Data records:
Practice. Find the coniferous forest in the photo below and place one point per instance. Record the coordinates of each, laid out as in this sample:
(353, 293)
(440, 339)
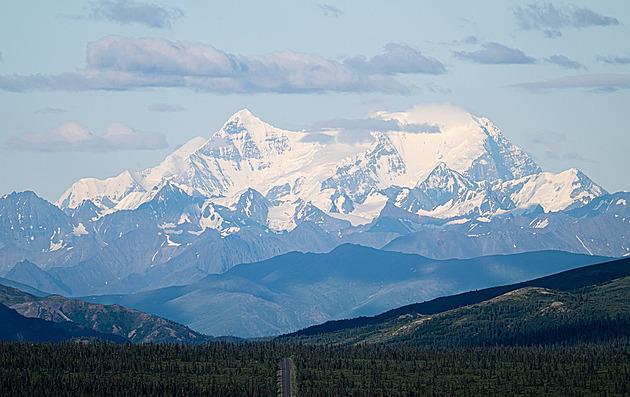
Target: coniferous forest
(249, 369)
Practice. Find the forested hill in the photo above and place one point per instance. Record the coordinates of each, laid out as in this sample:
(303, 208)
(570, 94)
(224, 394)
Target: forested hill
(116, 322)
(584, 298)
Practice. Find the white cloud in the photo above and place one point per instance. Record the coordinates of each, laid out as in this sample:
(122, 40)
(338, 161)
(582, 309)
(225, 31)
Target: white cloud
(49, 109)
(619, 60)
(73, 137)
(565, 62)
(495, 53)
(330, 11)
(596, 82)
(164, 107)
(551, 18)
(397, 59)
(125, 12)
(123, 63)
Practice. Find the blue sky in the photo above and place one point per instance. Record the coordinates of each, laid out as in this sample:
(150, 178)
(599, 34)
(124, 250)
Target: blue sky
(91, 88)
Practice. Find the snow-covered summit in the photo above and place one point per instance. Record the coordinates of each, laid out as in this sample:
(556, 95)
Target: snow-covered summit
(440, 159)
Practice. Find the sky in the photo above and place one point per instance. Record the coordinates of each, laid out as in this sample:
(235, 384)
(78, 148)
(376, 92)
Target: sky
(93, 88)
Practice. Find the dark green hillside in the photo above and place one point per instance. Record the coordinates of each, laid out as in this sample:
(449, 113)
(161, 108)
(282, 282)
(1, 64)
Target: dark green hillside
(249, 369)
(115, 320)
(15, 327)
(565, 281)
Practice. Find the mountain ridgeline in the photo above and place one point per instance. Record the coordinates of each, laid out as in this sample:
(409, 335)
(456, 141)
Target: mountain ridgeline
(435, 182)
(581, 306)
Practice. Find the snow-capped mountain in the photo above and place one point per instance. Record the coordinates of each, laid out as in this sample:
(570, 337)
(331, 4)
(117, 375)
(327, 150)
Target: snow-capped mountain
(440, 162)
(437, 181)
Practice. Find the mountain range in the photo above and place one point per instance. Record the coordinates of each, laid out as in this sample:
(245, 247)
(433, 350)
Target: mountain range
(435, 181)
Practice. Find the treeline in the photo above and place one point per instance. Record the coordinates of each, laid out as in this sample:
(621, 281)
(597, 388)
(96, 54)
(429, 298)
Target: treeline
(104, 369)
(249, 369)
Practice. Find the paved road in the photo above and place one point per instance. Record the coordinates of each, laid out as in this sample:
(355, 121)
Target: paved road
(285, 380)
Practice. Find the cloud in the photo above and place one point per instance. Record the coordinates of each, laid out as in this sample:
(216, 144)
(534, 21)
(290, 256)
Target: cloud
(553, 143)
(126, 12)
(375, 125)
(471, 40)
(620, 60)
(552, 34)
(123, 63)
(550, 18)
(330, 11)
(595, 82)
(73, 137)
(565, 62)
(397, 59)
(551, 140)
(48, 110)
(164, 107)
(495, 53)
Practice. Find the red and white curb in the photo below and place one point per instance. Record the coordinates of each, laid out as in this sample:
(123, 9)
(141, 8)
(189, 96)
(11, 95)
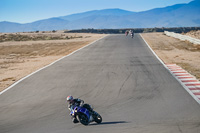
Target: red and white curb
(189, 82)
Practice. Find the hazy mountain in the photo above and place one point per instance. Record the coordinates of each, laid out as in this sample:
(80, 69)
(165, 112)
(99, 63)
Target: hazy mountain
(180, 15)
(106, 12)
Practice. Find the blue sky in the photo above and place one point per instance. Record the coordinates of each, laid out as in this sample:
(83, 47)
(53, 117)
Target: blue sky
(25, 11)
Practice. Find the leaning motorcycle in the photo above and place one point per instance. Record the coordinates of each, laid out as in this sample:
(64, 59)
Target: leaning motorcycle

Exercise objective: Quote exactly, and only, the lines from the one containing "Practice. Find the snow-capped" through the last line of the records above, both included; leave out any pictures.

Response below:
Practice. Find the snow-capped mountain in the photo above and place one point per instance. Record the coordinates of each, laid out as in this sample:
(570, 337)
(331, 4)
(117, 375)
(327, 150)
Target: snow-capped mountain
(440, 162)
(437, 181)
Practice. Find the mountain range in the photo above and place one point per instance. Record the coordinates of each, laid out as in this sample:
(245, 247)
(433, 350)
Target: mountain range
(435, 181)
Practice. Find the treeline in the photo above and place one point per instance. Record the coordinates of each, laid out as in this sample:
(621, 281)
(597, 388)
(96, 54)
(429, 298)
Target: treeline
(104, 369)
(249, 369)
Practice. Find the paved road in the photo above and place one point per instance. Record the coordinates of each, laid out as in this sample:
(355, 121)
Target: paved road
(285, 380)
Practice. Find the cloud in the photo above and place one point per instance. Record the coordinates of each, laid out as in this sample:
(216, 144)
(534, 21)
(290, 256)
Target: cloud
(553, 143)
(126, 12)
(375, 125)
(471, 40)
(620, 60)
(552, 34)
(123, 63)
(550, 18)
(330, 11)
(595, 82)
(73, 137)
(565, 62)
(397, 59)
(551, 140)
(48, 110)
(164, 107)
(495, 53)
Practice. Find the red and white curb in the photo below and place one point per instance. Record the coordinates of each, laid out as in this sample:
(123, 9)
(141, 8)
(189, 96)
(11, 95)
Target: red and white curb
(189, 82)
Practice. Find the hazy mountain in the photo above and place one point per instance. Record the coordinates of each, laid out as in this sample:
(80, 69)
(165, 112)
(99, 63)
Target: hazy mountain
(180, 15)
(106, 12)
Practice. Find the blue sky in the photo above and place one point per instance. Record the coordinates of each, laid out as in this sample:
(83, 47)
(53, 117)
Target: blue sky
(25, 11)
Practice. Find the leaning motorcycle in the photo above and place one point per instance. Record the coordinates of each, laid out as in this sample:
(64, 59)
Target: leaning motorcycle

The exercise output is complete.